BEGIN QUOTED TEXT
Memorial lesson

It is 100 years since Sir George McCrae stood in the Usher Hall in Edinburgh and, in effect, raised a battalion, the 16th Battalion Royal Scots.

Last Sunday, I stood at the memorial at Haymarket as the Heart of Midlothian Football Club honoured Sir George McCrae, the seven first team players who gave their lives in his battalion, and all who have given their lives in war. It was unfortunate that a well-executed act of remembrance was accompanied by apparently urgent movement nearby, the trundling of suitcases, dragged noisily across the footpath and finally by someone tipping rubbish into a wheelie bin.

Two days later, on Armistice Day, a lady passed Stewart’s Melville College on Edinburgh’s Queensferry Road. The pupils were assembled around the lawns before that magnificent building and the lady was moved to tears. There might have been close to 2,000 present; 434 former pupils gave their lives in two world wars. Their war memorial was unveiled in 1922 and still they gather, in a manner that reduces a passer-by to tears.
END QUOTED TEXT
BEGIN RECORDS SHOWN
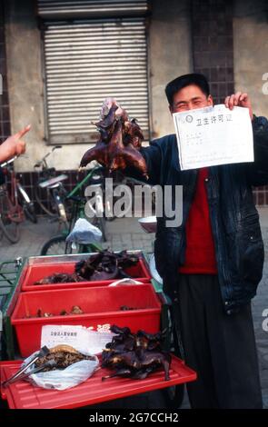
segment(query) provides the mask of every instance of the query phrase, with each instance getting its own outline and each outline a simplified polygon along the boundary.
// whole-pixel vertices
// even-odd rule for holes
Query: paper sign
[[[248,108],[220,104],[173,114],[181,170],[253,162]]]
[[[67,344],[83,354],[98,354],[112,341],[114,335],[107,325],[99,325],[98,331],[92,331],[84,326],[45,325],[42,328],[41,347],[46,345],[52,348]]]

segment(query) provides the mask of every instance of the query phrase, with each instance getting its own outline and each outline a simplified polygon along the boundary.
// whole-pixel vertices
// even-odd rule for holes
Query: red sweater
[[[205,178],[208,169],[200,169],[196,191],[186,222],[186,253],[180,272],[192,274],[216,274],[217,264],[212,233]]]

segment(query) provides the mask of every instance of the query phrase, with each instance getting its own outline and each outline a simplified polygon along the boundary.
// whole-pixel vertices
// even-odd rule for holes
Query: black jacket
[[[209,168],[208,204],[224,309],[238,311],[256,293],[264,251],[252,185],[268,184],[268,121],[254,117],[254,162]],[[185,223],[194,195],[197,170],[181,171],[174,134],[153,141],[141,150],[150,184],[183,185],[183,223],[166,227],[157,218],[155,263],[164,290],[176,301],[178,267],[184,263]]]

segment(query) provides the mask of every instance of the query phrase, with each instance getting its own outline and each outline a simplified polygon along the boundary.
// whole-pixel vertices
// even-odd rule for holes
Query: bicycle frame
[[[10,193],[7,192],[8,197],[11,201],[10,211],[7,214],[7,217],[14,223],[22,223],[25,220],[25,214],[23,208],[18,203],[18,183],[19,180],[16,178],[15,172],[10,167],[10,164],[15,160],[11,159],[9,162],[2,164],[1,167],[6,167],[10,174]],[[5,184],[6,185],[6,184]]]

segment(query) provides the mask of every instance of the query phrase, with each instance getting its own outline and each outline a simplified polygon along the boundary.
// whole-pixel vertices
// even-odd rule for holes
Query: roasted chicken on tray
[[[132,333],[129,328],[116,325],[110,329],[116,335],[103,351],[102,367],[114,369],[115,372],[103,377],[103,381],[115,376],[142,380],[161,367],[165,381],[170,379],[171,356],[161,349],[163,333],[151,334],[144,331]]]

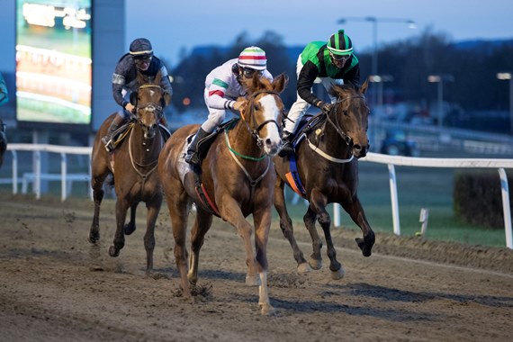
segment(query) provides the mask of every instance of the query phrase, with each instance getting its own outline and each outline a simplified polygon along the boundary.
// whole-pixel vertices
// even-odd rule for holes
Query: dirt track
[[[513,331],[513,251],[378,235],[364,258],[346,230],[334,232],[346,277],[299,274],[277,223],[268,245],[269,291],[277,314],[260,315],[257,288],[244,284],[241,239],[214,220],[200,260],[201,294],[180,297],[166,207],[158,220],[155,274],[145,275],[144,205],[118,258],[112,202],[102,244],[87,234],[88,200],[32,201],[0,194],[2,341],[507,341]],[[310,246],[302,227],[298,238]],[[325,251],[325,248],[323,248]],[[417,258],[417,260],[415,259]]]

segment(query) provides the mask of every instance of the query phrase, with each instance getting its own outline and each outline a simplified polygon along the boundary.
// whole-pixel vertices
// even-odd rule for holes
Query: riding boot
[[[210,133],[203,130],[202,128],[200,127],[194,138],[193,138],[193,141],[187,148],[187,154],[185,155],[185,161],[191,165],[198,166],[200,164],[200,157],[198,156],[198,143],[200,140]]]
[[[112,134],[116,131],[117,129],[120,128],[122,123],[124,122],[124,119],[120,115],[114,116],[114,119],[111,122],[109,126],[109,130],[107,130],[107,134],[104,138],[102,138],[102,142],[105,145],[105,149],[108,152],[111,152],[114,149],[114,144],[112,142]]]
[[[294,148],[292,147],[292,133],[284,130],[284,135],[282,138],[282,141],[284,144],[282,145],[282,149],[278,152],[278,156],[285,157],[291,156],[294,153]]]

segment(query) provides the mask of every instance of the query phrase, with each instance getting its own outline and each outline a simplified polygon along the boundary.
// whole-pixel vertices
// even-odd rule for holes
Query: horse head
[[[359,89],[348,86],[334,86],[332,92],[338,101],[328,114],[328,121],[335,126],[356,158],[365,157],[370,147],[367,137],[370,110],[364,96],[367,86],[367,80]]]
[[[144,131],[145,139],[152,139],[157,132],[158,122],[164,115],[164,107],[171,102],[171,94],[160,86],[160,72],[152,83],[144,83],[142,75],[138,71],[138,80],[142,85],[132,92],[130,102],[135,106],[138,123]]]
[[[257,145],[268,156],[278,153],[282,146],[278,122],[284,106],[280,93],[287,82],[288,77],[284,74],[280,74],[271,82],[255,73],[240,111]]]

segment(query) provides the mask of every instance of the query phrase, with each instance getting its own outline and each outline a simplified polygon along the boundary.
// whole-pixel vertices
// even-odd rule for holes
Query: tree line
[[[305,45],[308,41],[305,41]],[[296,98],[295,64],[297,55],[284,44],[283,37],[267,32],[261,38],[250,40],[239,34],[231,46],[212,47],[208,53],[192,53],[170,70],[174,77],[175,106],[187,109],[182,99],[190,99],[190,106],[204,106],[203,88],[206,75],[228,59],[237,58],[247,46],[256,45],[266,50],[267,68],[276,76],[285,73],[289,86],[283,93],[284,103],[290,108]],[[301,52],[301,48],[296,49]],[[298,54],[299,54],[298,52]],[[371,74],[372,51],[356,51],[360,60],[362,82]],[[392,80],[383,84],[384,103],[406,102],[428,106],[436,101],[436,86],[428,82],[429,75],[445,77],[444,101],[457,104],[464,111],[508,111],[508,84],[497,79],[499,72],[513,72],[513,40],[454,42],[445,33],[430,28],[409,40],[382,45],[378,49],[378,74]],[[370,85],[369,97],[376,92]]]

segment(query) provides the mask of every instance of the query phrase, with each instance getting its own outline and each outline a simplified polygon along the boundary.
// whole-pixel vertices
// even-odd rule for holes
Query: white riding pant
[[[209,91],[208,91],[208,89],[205,88],[205,90],[203,92],[203,97],[205,99],[205,104],[207,104],[207,96],[208,95],[209,95]],[[208,133],[212,133],[212,131],[214,131],[214,130],[216,128],[219,127],[219,125],[220,125],[222,123],[222,122],[226,118],[226,110],[225,109],[211,108],[208,106],[208,104],[207,104],[207,109],[209,110],[209,116],[208,116],[206,122],[204,122],[202,124],[202,129]]]
[[[297,73],[298,78],[299,78],[299,74],[300,74],[301,70],[302,69],[302,66],[303,66],[303,64],[302,63],[301,54],[300,54],[300,56],[298,58],[297,64],[296,64],[296,73]],[[329,100],[331,101],[332,104],[335,104],[337,102],[337,96],[331,95],[331,94],[330,94],[331,93],[331,87],[333,86],[333,85],[342,86],[344,84],[344,80],[335,79],[335,78],[331,78],[331,77],[318,77],[315,80],[315,83],[321,83],[322,84],[322,86],[324,86],[324,88],[328,92],[328,95],[329,96]],[[310,89],[310,91],[311,91],[311,89]],[[297,128],[298,128],[299,122],[301,122],[302,116],[304,115],[306,111],[308,111],[310,106],[310,104],[309,103],[307,103],[306,101],[304,101],[298,94],[296,102],[293,103],[293,104],[291,107],[291,110],[289,111],[289,113],[287,114],[288,119],[285,119],[285,125],[284,125],[284,130],[286,130],[290,133],[295,132]]]

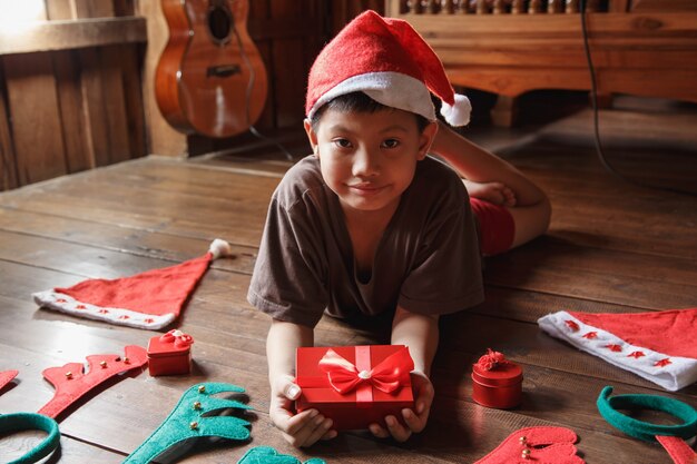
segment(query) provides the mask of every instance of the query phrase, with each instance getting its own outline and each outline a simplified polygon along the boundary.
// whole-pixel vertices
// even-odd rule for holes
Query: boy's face
[[[376,112],[327,109],[316,132],[305,121],[322,177],[346,213],[393,213],[436,129],[431,124],[420,132],[414,115],[391,108]]]

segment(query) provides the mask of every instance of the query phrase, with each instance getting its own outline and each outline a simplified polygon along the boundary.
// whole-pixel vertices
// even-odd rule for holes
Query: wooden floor
[[[267,201],[287,164],[229,156],[188,162],[150,157],[0,195],[0,371],[20,371],[17,384],[0,392],[0,413],[38,411],[52,395],[41,377],[46,367],[120,353],[128,344],[145,346],[154,335],[39,309],[31,293],[169,266],[202,255],[222,237],[234,244],[235,257],[214,264],[177,323],[196,340],[193,375],[144,372],[80,402],[60,417],[61,451],[49,462],[121,462],[184,389],[210,381],[247,389],[253,440],[199,446],[181,463],[236,463],[258,445],[327,463],[473,463],[511,432],[538,424],[572,428],[588,463],[670,463],[658,446],[612,430],[595,401],[605,385],[613,385],[618,394],[665,394],[697,406],[697,386],[668,394],[550,338],[536,320],[560,309],[697,306],[697,198],[618,180],[602,170],[587,139],[559,131],[556,138],[528,134],[518,141],[477,134],[484,145],[511,140],[497,148],[549,192],[552,226],[547,236],[488,260],[483,305],[443,318],[429,427],[406,444],[350,433],[298,451],[271,425],[268,319],[245,295]],[[625,150],[619,144],[612,155],[638,177],[695,188],[697,148],[670,141],[642,149],[624,145]],[[385,336],[380,328],[325,319],[316,340],[356,345],[385,342]],[[471,365],[488,347],[523,366],[524,398],[513,411],[484,408],[470,398]],[[17,446],[30,446],[37,436],[0,440],[0,456],[16,457]]]

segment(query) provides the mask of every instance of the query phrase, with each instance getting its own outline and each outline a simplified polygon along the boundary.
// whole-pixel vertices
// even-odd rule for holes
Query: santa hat
[[[697,308],[632,314],[558,312],[542,330],[675,392],[697,382]]]
[[[451,126],[470,121],[470,100],[457,95],[443,63],[406,21],[369,10],[351,21],[317,56],[307,82],[305,113],[330,100],[362,91],[387,107],[435,120],[429,90],[443,102]]]
[[[204,256],[176,266],[114,280],[84,280],[70,288],[36,293],[33,299],[42,307],[73,316],[158,329],[179,316],[210,261],[229,255],[229,244],[216,238]]]

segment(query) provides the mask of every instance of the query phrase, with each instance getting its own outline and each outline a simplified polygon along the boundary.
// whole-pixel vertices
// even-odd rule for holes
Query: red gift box
[[[297,348],[297,412],[316,408],[337,431],[384,425],[414,407],[410,373],[414,363],[404,345]]]
[[[194,338],[181,330],[169,330],[150,338],[148,371],[151,376],[188,374],[192,369]]]
[[[472,399],[482,406],[510,409],[522,399],[522,368],[489,351],[472,366]]]

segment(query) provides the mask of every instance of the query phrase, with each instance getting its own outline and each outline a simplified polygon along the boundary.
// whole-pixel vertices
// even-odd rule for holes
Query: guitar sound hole
[[[216,42],[223,43],[229,39],[230,23],[230,12],[226,8],[213,7],[208,10],[208,30]]]

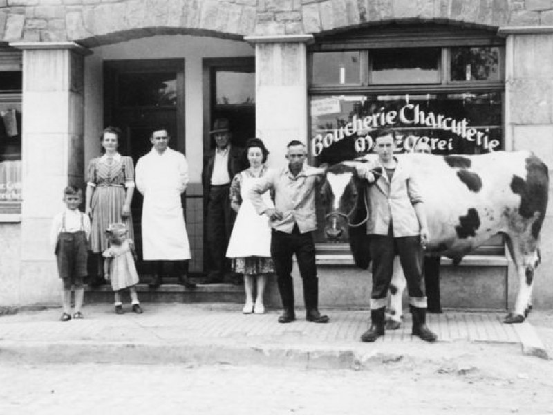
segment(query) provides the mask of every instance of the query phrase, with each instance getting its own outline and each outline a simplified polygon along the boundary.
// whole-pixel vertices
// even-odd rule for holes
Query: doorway
[[[229,120],[231,145],[245,147],[255,137],[255,57],[205,58],[203,73],[204,154],[216,147],[209,130],[217,118]],[[203,263],[209,264],[205,225],[203,241]]]
[[[122,131],[122,154],[132,157],[136,165],[138,158],[151,149],[149,137],[158,128],[167,129],[173,149],[185,153],[184,59],[106,61],[104,80],[104,125]],[[185,208],[184,194],[182,199]],[[131,209],[141,280],[151,274],[149,264],[140,260],[142,206],[142,196],[136,191]]]

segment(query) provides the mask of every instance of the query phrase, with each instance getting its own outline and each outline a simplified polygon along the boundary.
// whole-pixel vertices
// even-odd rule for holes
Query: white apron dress
[[[248,177],[245,172],[240,173],[241,182],[240,196],[242,204],[234,221],[234,227],[230,235],[227,249],[228,258],[247,257],[271,257],[271,228],[269,218],[265,214],[258,214],[247,196],[247,192],[259,181],[258,178]],[[271,200],[270,192],[265,192],[262,199],[268,208],[274,205]]]
[[[142,232],[144,261],[190,259],[190,246],[180,194],[188,183],[184,155],[152,149],[136,164],[136,186],[144,195]]]

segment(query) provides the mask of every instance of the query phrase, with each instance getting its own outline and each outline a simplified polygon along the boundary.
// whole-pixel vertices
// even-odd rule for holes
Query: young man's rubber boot
[[[371,311],[371,326],[368,330],[361,335],[362,342],[374,342],[379,337],[384,335],[385,311],[385,307]]]
[[[427,326],[427,309],[409,306],[413,316],[411,334],[420,337],[425,342],[435,342],[438,336]]]
[[[148,284],[151,288],[157,288],[163,284],[163,261],[156,261],[153,264],[154,274],[150,284]]]
[[[175,274],[180,285],[185,286],[187,288],[192,289],[196,288],[196,283],[192,282],[188,278],[188,269],[189,261],[178,261],[175,264]]]

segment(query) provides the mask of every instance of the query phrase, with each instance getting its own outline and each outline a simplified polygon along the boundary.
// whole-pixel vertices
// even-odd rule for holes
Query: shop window
[[[0,214],[21,214],[21,53],[0,50]]]
[[[500,54],[496,46],[451,48],[451,80],[500,80]]]
[[[371,50],[371,84],[429,84],[440,82],[438,48]]]
[[[361,54],[358,51],[313,54],[313,83],[320,85],[359,84]]]
[[[435,35],[424,32],[419,27],[404,33],[394,27],[389,35],[385,30],[341,34],[311,46],[310,164],[334,164],[371,152],[371,133],[381,127],[395,130],[398,152],[420,141],[440,155],[504,149],[504,40],[451,28],[436,28]],[[330,54],[335,62],[324,59]],[[359,57],[357,84],[341,82],[346,56]],[[348,252],[344,237],[327,239],[322,203],[317,206],[318,252]],[[501,237],[496,237],[477,253],[503,251]]]

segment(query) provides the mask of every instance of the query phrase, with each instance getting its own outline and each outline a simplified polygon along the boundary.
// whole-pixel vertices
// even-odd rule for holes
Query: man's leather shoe
[[[202,284],[221,284],[223,282],[223,277],[217,273],[212,273],[205,277]]]
[[[187,288],[196,288],[196,283],[192,282],[189,279],[187,275],[178,275],[178,283],[180,285],[185,286]]]
[[[91,278],[91,280],[88,282],[88,286],[93,288],[102,286],[104,284],[106,284],[106,280],[102,275],[97,275],[93,278]]]
[[[292,311],[284,311],[279,317],[279,323],[290,323],[296,320],[296,315]]]
[[[151,288],[157,288],[158,286],[161,285],[162,283],[162,277],[159,274],[154,274],[153,277],[151,279],[150,282],[149,287]]]
[[[306,314],[306,320],[313,323],[328,323],[330,320],[328,315],[323,315],[319,310],[309,310]]]

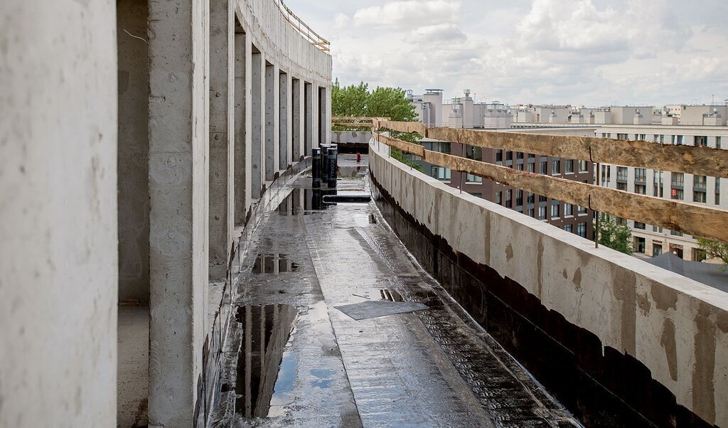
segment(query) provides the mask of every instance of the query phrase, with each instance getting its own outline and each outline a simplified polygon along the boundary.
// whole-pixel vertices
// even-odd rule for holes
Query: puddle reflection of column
END RECORDS SHOWN
WORK TO DO:
A: From the memorial lesson text, list every named building, street or site in Edinburgh.
B: Answer these questions from the memorial lesson text, one answer per line:
(i) Which battalion did Sir George McCrae raise?
(ii) How many Heart of Midlothian first team players gave their lives in his battalion?
(iii) How many former pupils of Stewart's Melville College gave their lives in two world wars?

TASK RESPONSES:
A:
The Usher Hall
The memorial at Haymarket
Stewart's Melville College
Queensferry Road

B:
(i) The 16th Battalion Royal Scots
(ii) Seven
(iii) 434